» 元の文書:

1 国境を越えた「ヒト」の円滑な移動のための条件整備

(1)観光、短期ビジネス等における円滑なヒトの移動

@ 問題のない国・地域に対する査証免除対象国の拡大【平成15年度以降逐次実施】
 現在、我が国を訪れる外国人旅行者は年間約500万人程度にすぎず、国際観光後進国であると言わざるを得ない状況にある。グローバリゼーションが進展し、国境を越えたヒトの移動がますます常態化する中で、今後、我が国が観光立国を実現していくためには、宿泊施設や交通網等のハード面だけでなく、査証・入国管理制度等のソフト面にわたるインフラの整備が必要である。  我が国の査証免除対象国は現在63か国・地域に限定されているが、人的交流の促進、観光立国等の観点から、不法就労、不法滞在、犯罪、テロ等に留意し、治安に影響を及ぼさないための措置等を講じつつ、問題のない国・地域に対する査証免除措置を拡大していくべきである。

A 韓国人に対する期間限定査証免除の実施【平成17年度中に措置】
 韓国については、構造改革特別区域推進本部決定によって修学旅行生に対する査証免除が認められたところであるが、我が国への観光を目的とする者を始めとして査証免除を求める要望が強いこと、昨年のサッカーのワールドカップ共催時に期間限定査証免除措置を試行した実績があること、韓国側は査証免除措置を実行していること、現在FTA締結に向けた交渉が本格化しつつあること等を踏まえ、韓国側の偽変造対策を強化した新型旅券の導入を前提に、我が国における不法滞在の温床とならないよう、治安に影響を及ぼさないための措置を講じつつ、問題のない場合には、段階的措置として再度の期間限定査証免除措置を実施すべきである。

B 香港住民に対する査証免除の実施【平成16年度中に措置】
 香港については、我が国と香港との間の人的交流促進の重要性とともに、香港の出入国管理が厳重に行われていること、香港住民の不法滞在が少ないこと等を総合的に考慮し、治安等にも留意しつつ、早急に査証免除措置を講ずるべきである。

C 中国人に対する査証発給手続等の見直し【平成16年度以降逐次実施】
 中国から我が国への観光客については、現在、北京市、上海市、広東省に戸籍を有する者の団体旅行に限り査証発給を行っている。相手国政府、日中双方の旅行会社等とも協力し、我が国への不法滞在の温床とならないよう、治安に影響を及ぼさない措置等を講じつつ、問題がない場合には、団体旅行に関する査証発給対象地域を段階的に拡大していくべきである。
 また、近年、中国と我が国における経済協力が進展している中、相互の来訪が円滑になるよう、数次査証の発給対象条件についても、株式市場上場企業の管理職等に限定せず、段階的に緩和すべきである。

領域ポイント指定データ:
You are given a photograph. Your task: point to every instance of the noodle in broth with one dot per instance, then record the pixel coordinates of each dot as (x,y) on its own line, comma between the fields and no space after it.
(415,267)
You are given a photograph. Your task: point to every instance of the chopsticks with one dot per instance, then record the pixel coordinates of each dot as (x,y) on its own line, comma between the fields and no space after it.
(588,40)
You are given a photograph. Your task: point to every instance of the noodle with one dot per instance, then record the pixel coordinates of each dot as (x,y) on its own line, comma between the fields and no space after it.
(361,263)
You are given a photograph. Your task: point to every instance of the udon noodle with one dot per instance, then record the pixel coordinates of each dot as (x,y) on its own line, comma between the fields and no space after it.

» 作業内容:
(a) 査証に関する文書によると、我が国の査証免除対象国は現在いくつの国・地域に限られていますか。
(b) 査証に関する文書を、最後の文の後から書き継いでください。
これらの記録は、査証に関する文書の内容とは関係がありません。

» 作業結果:
(a) 63か国・地域です。

(b)
D 数次査証の対象範囲の拡大、発給要件の緩和等【平成15年度以降逐次実施】
 我が国においてビジネス活動を行う外国人の中には、複数回にわたり我が国を出入国する者も少なくなく、利便性の高い数次査証の発給に対するニーズは高い。しかしながら、数次査証の発給は、原則として我が国と相手国との間で相互に取決めがある場合に限定されており、また、発給要件が厳しいとの指摘がある。
 したがって、不法滞在、不法就労やその他の犯罪の防止等に留意しつつ、各国におけるニーズ等を踏まえ、問題のない国については、早急に数次査証の発給、発給要件の緩和等を図るべきである。

E 短期在留期間に係る運用の改善【平成16年度以降逐次実施】
 短期査証に係る在留期間については、現在、90日、30日、15日とされている。不法滞在、不法就労等を防止する観点から、観光については、訪日外国人の滞在日数が概ね1か月未満であることを踏まえ、運用面において、在外公館において滞在日数に応じた在留期間を付した査証を発給し、入国審査においても当該滞在期間に応じた在留期間とすべきである。

F 査証発給審査に係る客観性の高いシステムの構築【平成15年度以降逐次実施】
 査証発給審査の手続等については、法令等に明確な規定が無く、在外公館等の担当官、窓口対応者の業務知識にも差があることから、裁量の余地が大きく、恣意的である等の指摘がある。査証発給審査の恣意性を排し、客観性、公平性の高い審査を実現するため、発給審査に係る事務について網羅的な再点検を行い、その成果を踏まえ査証発給審査のマニュアルを改善し、審査システムの向上を図るべきである。
 また、査証発給に必要となる書類等については逐次改定し、申請者の予見可能性を確保すべきである。
 さらに、IT技術も活用した申請者の属性に応じた審査の導入など効率的な審査を実施すべきである。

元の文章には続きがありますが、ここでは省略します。